**AIM OF THE EXERCISE**
Could you transcribe all the entries exactly, omitting the pictures?

(Point localization data)
○ ○ ○ ○ ○ ○ ○

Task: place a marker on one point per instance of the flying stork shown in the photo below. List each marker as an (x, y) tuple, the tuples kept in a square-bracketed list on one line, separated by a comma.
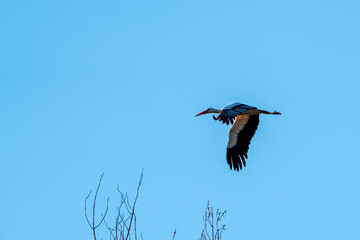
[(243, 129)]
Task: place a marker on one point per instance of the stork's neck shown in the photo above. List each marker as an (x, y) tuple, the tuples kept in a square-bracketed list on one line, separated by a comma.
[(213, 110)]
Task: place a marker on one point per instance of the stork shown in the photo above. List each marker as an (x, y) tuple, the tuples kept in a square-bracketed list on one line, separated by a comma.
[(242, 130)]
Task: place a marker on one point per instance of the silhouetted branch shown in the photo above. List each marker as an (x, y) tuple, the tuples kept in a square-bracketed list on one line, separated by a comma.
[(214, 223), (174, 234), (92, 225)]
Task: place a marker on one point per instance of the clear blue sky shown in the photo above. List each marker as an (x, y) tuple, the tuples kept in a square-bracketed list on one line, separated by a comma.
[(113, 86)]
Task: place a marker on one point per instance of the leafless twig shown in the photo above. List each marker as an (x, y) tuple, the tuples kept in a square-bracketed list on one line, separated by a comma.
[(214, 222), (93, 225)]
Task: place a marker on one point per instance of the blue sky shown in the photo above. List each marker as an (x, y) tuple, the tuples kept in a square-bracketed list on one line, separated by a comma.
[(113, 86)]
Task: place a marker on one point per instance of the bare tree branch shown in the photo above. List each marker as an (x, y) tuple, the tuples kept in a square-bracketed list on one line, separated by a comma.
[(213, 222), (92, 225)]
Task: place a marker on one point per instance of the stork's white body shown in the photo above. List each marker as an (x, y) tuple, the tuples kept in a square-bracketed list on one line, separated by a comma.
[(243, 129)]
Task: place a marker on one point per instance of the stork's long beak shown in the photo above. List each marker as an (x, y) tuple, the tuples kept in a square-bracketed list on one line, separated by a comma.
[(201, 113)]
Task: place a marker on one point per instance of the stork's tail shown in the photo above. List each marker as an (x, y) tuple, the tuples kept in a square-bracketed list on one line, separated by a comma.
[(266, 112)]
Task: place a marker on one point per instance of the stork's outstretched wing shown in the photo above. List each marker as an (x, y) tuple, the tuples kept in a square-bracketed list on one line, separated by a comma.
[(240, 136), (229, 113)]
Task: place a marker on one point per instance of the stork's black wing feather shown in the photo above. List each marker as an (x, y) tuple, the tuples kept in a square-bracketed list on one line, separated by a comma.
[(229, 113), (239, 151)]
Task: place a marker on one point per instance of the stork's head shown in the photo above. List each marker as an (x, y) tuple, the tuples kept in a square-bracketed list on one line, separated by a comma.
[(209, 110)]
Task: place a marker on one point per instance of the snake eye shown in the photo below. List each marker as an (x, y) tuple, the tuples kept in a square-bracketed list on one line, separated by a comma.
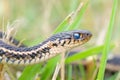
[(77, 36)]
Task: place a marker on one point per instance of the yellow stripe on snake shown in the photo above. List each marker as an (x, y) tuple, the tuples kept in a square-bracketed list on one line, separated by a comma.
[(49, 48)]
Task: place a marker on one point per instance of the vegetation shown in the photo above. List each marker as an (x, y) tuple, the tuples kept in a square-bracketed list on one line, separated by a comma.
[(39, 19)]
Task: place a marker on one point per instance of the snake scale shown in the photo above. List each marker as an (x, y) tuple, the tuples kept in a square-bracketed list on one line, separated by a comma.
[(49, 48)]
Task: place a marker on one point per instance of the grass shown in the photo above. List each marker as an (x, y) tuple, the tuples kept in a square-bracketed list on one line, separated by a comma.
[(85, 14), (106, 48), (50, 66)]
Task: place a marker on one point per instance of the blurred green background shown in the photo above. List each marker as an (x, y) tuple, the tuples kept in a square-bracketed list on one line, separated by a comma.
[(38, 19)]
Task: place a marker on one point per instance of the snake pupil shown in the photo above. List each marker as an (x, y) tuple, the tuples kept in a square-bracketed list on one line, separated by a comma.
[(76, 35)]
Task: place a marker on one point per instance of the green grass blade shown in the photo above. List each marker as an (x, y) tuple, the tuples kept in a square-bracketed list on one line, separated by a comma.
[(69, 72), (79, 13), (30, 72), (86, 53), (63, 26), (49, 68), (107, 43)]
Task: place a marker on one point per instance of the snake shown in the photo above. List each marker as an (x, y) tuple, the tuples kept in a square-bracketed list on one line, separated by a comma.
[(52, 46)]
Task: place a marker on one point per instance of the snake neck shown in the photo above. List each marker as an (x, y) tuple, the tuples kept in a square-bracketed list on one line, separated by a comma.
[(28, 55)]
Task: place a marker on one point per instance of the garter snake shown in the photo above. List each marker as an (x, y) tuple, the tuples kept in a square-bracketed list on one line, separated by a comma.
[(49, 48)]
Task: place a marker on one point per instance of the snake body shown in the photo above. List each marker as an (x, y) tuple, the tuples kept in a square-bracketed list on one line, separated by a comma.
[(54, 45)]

○ ○ ○ ○ ○ ○ ○

**RESPONSE**
Task: place a marker on one point per instance of the flying stork shown in the photo below. List each marker as an (x, y) tuple, the tuples kept in a square-bracketed list on one line, separated by a comma.
[(243, 129)]
Task: place a marker on one point per instance of the stork's neck shown in the photo above. List each marker as an (x, y) tuple, the tuples kept in a square-bracketed list on one line, separated by a comma.
[(213, 110)]
Task: place a marker on one point per instance of the stork shown in the photo above. List each marker as an (x, y) tuple, the tuples kept in a square-bracketed list on one line, separated by a comma.
[(242, 130)]
Task: place a marker on one point per instance of the silhouetted branch shown in the photo above. List each marker as an (x, y) tuple, the tuples kept in a square-bracketed list on one line, separated by a comma.
[(214, 223), (174, 234), (92, 225)]
Task: place a marker on one point per instance of the clear blue sky shown in the photo above. List each marker as an (x, y) tuple, the tuples kept in a square-bracketed list on one line, separated by a comma.
[(113, 86)]
Task: place a marker on one point per instance of the leafless twig shown in the photo above. List each marker as an (x, y) tuple, the tuples kept in a square-bracketed list on one line, separated by a comma.
[(214, 222), (93, 225)]
Task: place a marker on one point per instance of the blue sky shown in the photo above. List each marker as an (x, y) tuple, the tuples kept in a square-bracketed list on one line, separated by a comma.
[(113, 86)]
Task: place a marker on one point per instance of the bare tree branch shown in the photo above. List each marker as an (x, y) tuple, the tuples kept in a square-bracketed list on one line, separated by a comma.
[(213, 222), (92, 225)]
Task: place a marker on one point per instance of the stork's white body shown in the photo above. List each marker as an (x, y) tuple, the tuples kept in a square-bracketed list on one line, separated by a comma.
[(243, 129)]
Task: place a marker on one point per instance of the stork's long beak shown in the photo above. List each marker as an (x, y) tuple, the tuples kept in a square-bracketed list on one line, separated by a comma.
[(201, 113)]
Task: place a marker on one point per instance of the stork's tail shown in the photo above. List each marker as an (x, y) tuple, the tuples kept in a square-bracketed list on one line, separated by a comma.
[(266, 112)]
Task: place a marker on one point per instance of the stork's outstretched wing shown in the photo above. List each marker as an (x, y) tuple, the tuples kept in a square-bracketed list on one line, separated by a comma.
[(240, 136), (229, 113)]
Task: place a marker on one point per instance of the stork's black wing feather shown in the photo above. List each marker as an (x, y) tuple, the tuples kept in a square-bracketed list on one line, separated by a comma.
[(229, 113), (239, 151)]
Task: place a marker on one point per instance of the stork's head shown in the photo above. List each marker as an (x, y) tuple, the tuples kept in a square-bracketed list on one line, separated by a comma.
[(209, 110)]
Task: place a marker on one point per instance of the snake eye shown in the photo below. List each marker as an (x, y) tuple, the tuples kept in a square-bracketed list on one line, separated by a comma.
[(77, 36)]
Task: place a marker on one point per instance of the yellow stripe on snake shown in the photo above. List each marker as an (x, y) tuple, the tuples kept in a square-bracketed list on one line, separated by a comma.
[(49, 48)]
Task: place a marker on one point per instance of the vegetation shown in the photo above. List each marker as an (x, y) tuple, the tuples kept in a square-bracketed list on one line, separated by a comma.
[(39, 19)]
Task: place a marker on one point per instance of the snake scale shown in the photo above. List each marker as an (x, y) tuple, the tuples kept in a square-bracketed list on one line, separated by a comma.
[(49, 48)]
Task: place a marker on one point per instance of the grass shown in the photo above. List each marker as an (x, y) tuple, the tuples kept in a square-bracketed list on one line, separated by a comma.
[(85, 14), (106, 48), (50, 66)]
Task: place a marker on one point per instance of the blurred green background shown in the photo above. List each marker as an (x, y) tuple, the tuples kept in a square-bracketed list on one line, separated by a comma.
[(38, 19)]
Task: place a marker on one point per instance of the snake pupil shown in the photo above. List each marker as an (x, y) tuple, the tuples kept in a square-bracketed list on one line, separated by a comma.
[(76, 35)]
Task: place a marker on one point per instance of the green grass blade shown in the photo above. List each marker as an (x, y) tuple, the tuples kept in a square-bracketed list on one line, separated by a comma.
[(69, 72), (79, 13), (30, 72), (86, 53), (63, 26), (49, 68), (107, 43)]
Task: place a marker on one point per instance of the snake shown in the photo above. List each marker as an (x, y) tuple, the tuples kept in a square-bracketed list on one line, separated by a comma.
[(52, 46)]
Task: place a marker on one point per instance of the snake neck shown in the photo above. List each marker as an (x, y) tuple, the tuples kept in a square-bracketed list on one line, separated by a comma.
[(28, 55)]
Task: place a marker on one point per instance of the garter snake shown in the photo above. List each marker as an (x, y) tuple, the tuples kept in a square-bracketed list on one line, separated by a comma.
[(49, 48)]
Task: place a marker on one point per instance of the snake body shown in the photo above. List each marker as an (x, y) tuple, the tuples kept in a square-bracketed list on one line, separated by a comma.
[(54, 45)]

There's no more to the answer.